→ RECORDS SHOWN

######

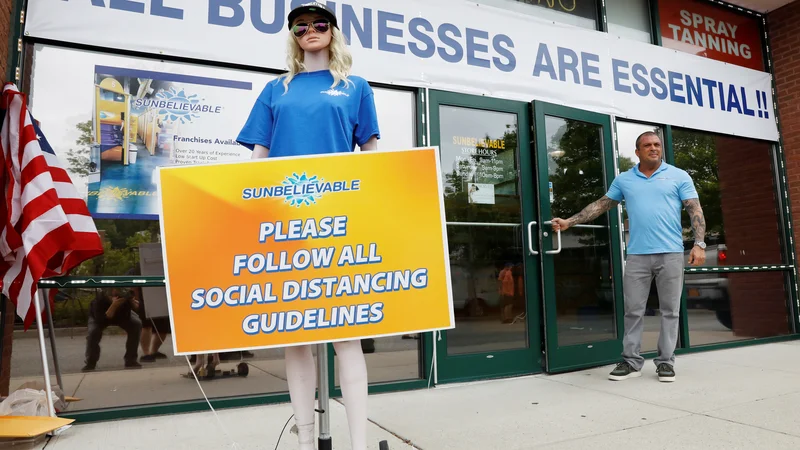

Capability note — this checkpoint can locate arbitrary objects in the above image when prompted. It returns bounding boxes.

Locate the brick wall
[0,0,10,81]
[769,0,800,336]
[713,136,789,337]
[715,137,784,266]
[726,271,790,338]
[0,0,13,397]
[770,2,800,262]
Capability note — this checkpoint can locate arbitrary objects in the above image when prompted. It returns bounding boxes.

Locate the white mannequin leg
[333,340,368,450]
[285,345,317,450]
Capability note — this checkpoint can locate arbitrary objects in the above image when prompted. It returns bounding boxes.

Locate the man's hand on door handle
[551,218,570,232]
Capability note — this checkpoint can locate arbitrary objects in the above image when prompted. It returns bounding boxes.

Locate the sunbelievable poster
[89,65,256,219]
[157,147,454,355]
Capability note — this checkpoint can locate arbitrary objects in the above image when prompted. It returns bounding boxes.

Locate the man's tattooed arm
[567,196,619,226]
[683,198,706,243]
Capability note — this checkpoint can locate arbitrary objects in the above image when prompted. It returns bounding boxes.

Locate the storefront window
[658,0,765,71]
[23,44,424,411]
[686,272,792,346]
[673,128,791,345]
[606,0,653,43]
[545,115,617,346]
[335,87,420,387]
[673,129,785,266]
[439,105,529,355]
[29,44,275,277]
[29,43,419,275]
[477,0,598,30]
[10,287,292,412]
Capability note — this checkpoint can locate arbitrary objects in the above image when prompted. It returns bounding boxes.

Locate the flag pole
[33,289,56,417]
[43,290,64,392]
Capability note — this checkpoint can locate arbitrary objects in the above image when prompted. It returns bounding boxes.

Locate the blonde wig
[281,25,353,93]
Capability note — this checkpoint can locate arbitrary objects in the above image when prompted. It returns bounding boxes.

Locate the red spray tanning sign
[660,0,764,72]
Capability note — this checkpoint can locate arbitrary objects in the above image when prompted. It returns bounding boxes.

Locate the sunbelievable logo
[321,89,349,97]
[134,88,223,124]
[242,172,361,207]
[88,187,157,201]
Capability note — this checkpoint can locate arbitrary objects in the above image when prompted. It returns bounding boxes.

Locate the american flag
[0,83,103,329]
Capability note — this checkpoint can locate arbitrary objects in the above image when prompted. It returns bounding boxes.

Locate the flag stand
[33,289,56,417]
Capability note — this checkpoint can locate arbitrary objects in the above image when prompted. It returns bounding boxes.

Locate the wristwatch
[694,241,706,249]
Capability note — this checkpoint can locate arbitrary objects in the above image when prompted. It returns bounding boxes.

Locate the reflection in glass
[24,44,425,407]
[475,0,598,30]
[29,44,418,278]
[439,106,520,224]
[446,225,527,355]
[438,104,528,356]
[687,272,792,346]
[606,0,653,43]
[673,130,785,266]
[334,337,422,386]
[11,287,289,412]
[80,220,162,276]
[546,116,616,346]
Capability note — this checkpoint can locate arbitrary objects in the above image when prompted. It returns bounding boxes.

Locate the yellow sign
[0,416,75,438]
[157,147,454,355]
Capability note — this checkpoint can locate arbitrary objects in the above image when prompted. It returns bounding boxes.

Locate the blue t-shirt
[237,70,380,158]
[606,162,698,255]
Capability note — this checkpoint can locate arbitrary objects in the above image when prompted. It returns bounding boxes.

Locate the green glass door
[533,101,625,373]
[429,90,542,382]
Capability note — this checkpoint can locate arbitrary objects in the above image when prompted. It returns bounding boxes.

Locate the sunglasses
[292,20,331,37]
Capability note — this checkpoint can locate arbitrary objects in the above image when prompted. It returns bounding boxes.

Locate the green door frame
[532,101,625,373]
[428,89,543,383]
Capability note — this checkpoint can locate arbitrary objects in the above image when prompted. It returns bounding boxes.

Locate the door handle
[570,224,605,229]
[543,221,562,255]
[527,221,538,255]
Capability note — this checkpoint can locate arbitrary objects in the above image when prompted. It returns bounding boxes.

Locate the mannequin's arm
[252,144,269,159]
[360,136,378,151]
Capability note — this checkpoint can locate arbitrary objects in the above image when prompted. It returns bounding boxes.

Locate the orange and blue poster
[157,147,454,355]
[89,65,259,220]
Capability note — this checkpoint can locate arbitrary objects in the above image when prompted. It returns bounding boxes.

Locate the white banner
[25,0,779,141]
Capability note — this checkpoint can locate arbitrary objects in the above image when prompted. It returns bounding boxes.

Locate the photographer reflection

######

→ WHAT THE TASK REQUIRES
Set down each entry again exactly as written. Pictures stay out.

→ RESPONSE TO THIS TASK
Capability note — this checkpoint can locate arbitrary objects in the above image when prompted. It returns bounding boxes.

Locate the brick wall
[0,0,10,81]
[769,0,800,336]
[713,136,789,337]
[715,137,784,266]
[726,271,790,338]
[0,0,13,397]
[770,2,800,262]
Capability note — this checkpoint can locate arbitrary objects in the above image when prompted. It returns bounding boxes.

Locate the white mannequin leg
[333,340,368,450]
[285,345,317,450]
Capability note — this checkpoint can locate arbitrary objects in the above image when prompted. It returns bounding boxes.

Locate the man's hand on door handle
[551,218,570,232]
Capability note — this checkpoint can locate arbitrary objects in the above image when prompted. It returns bounding boxes.

Locate the sunbelievable poster
[89,65,256,219]
[157,147,454,355]
Capability note — this checkpoint can locate arbitrary objects in the above image when prompted. It returns bounding boxes.

Locate the man's tattooed arm
[567,196,619,226]
[683,198,706,243]
Capability note — this checkpoint can locate arbitrary objects in the above image when prompted. It returns bounding boxes.

Locate the storefront window
[658,0,765,71]
[23,44,424,411]
[686,272,792,346]
[673,128,791,345]
[606,0,653,43]
[545,115,617,346]
[335,87,420,387]
[673,129,785,266]
[439,105,529,355]
[29,44,275,277]
[29,43,419,275]
[477,0,598,30]
[10,287,292,412]
Capability note — this checkpoint can locate arbitrary objects in the above image when prompted. It returns bounding boxes.

Locate the flag pole
[33,289,56,417]
[43,290,64,392]
Capability note — this checkpoint can locate arbitrary objects in the above image when prompted. It returns bounding boxes.

Locate the blonde wig
[281,25,353,93]
Capability note — this checkpoint can locate arbitrary objects in the above image when prompted. It returns bounding boxes.

Locate the red spray tanning sign
[660,0,764,72]
Capability note — this checkpoint can locate arbitrary objects in the above image when prompted. It returns bounding boxes.

Locate the sunbelievable logo
[321,89,349,97]
[134,88,223,124]
[242,172,361,207]
[88,187,157,201]
Capability note — this checkpoint can locate arbitrary objects in the above image when prompted. It returns bounding boxes.

Locate the american flag
[0,83,103,329]
Capability note — this checkpoint can locate arbitrary objects in the above image when prompted. It returns bounding boxes.

Locate the flag stand
[33,289,56,417]
Capability note — this checkpoint can locate arbitrary objects in the above image when prompted. It returns bounding boxes.

Locate the wristwatch
[694,241,706,249]
Capability note — this checkpoint can locate arbitrary objects in the above image when prompted. It returns bounding boxes.

Locate the reflection in glass
[24,44,425,407]
[475,0,598,30]
[29,44,418,278]
[439,106,520,224]
[446,225,527,355]
[438,104,528,356]
[687,272,792,346]
[606,0,653,43]
[673,130,785,266]
[334,337,422,386]
[11,287,289,412]
[80,220,162,276]
[546,116,616,346]
Capability note — this checkpoint can locate arbitrary objects in the above image when prompted. It returns bounding boxes.

Locate the yellow sign
[0,416,75,438]
[157,147,454,355]
Capability note — this checkpoint can locate arbitrary objects in the above image when prompted. It returns bounding boxes.

Locate the blue t-shirt
[237,70,380,158]
[606,162,698,255]
Capability note — this checkpoint can locate arbitrary objects in the above image when prompted. It returns bounding boxes.

Locate the green glass door
[533,101,625,373]
[429,90,542,382]
Capability note — this checkpoint can locate arbitrary objects in the above image when prompted. It returns bounding boxes.

Locate the sunglasses
[292,20,331,37]
Capability note — this checkpoint can locate arbitrary objects in the above image when prompted. It returns bounding boxes.

Locate the green door frame
[532,101,625,373]
[428,89,543,383]
Capability note — this checkpoint can locate arbitrary objects in the above image when prompted. It returns bounding boxes.

Locate the door handle
[570,224,605,229]
[543,221,562,255]
[527,221,538,255]
Capability note — this checkpoint can locate arbitrary objects in the above image when prompted. It returns bounding boxes.

Locate the mannequin's arm
[252,144,269,159]
[360,136,378,151]
Capability note — this checkpoint can locate arbitrary objects in the above image when prompted. It returns bounding boxes.

Locate the orange and blue poster
[157,147,454,355]
[89,65,259,220]
Capability note — this checkpoint can locate arbitrary objects in the above image when prompted. It returns bounding boxes.

Locate the white banner
[25,0,779,141]
Capability note — this checkpoint can locate arbitrary objects in the above image when prompted. It returns bounding boxes.

Locate the photographer reflection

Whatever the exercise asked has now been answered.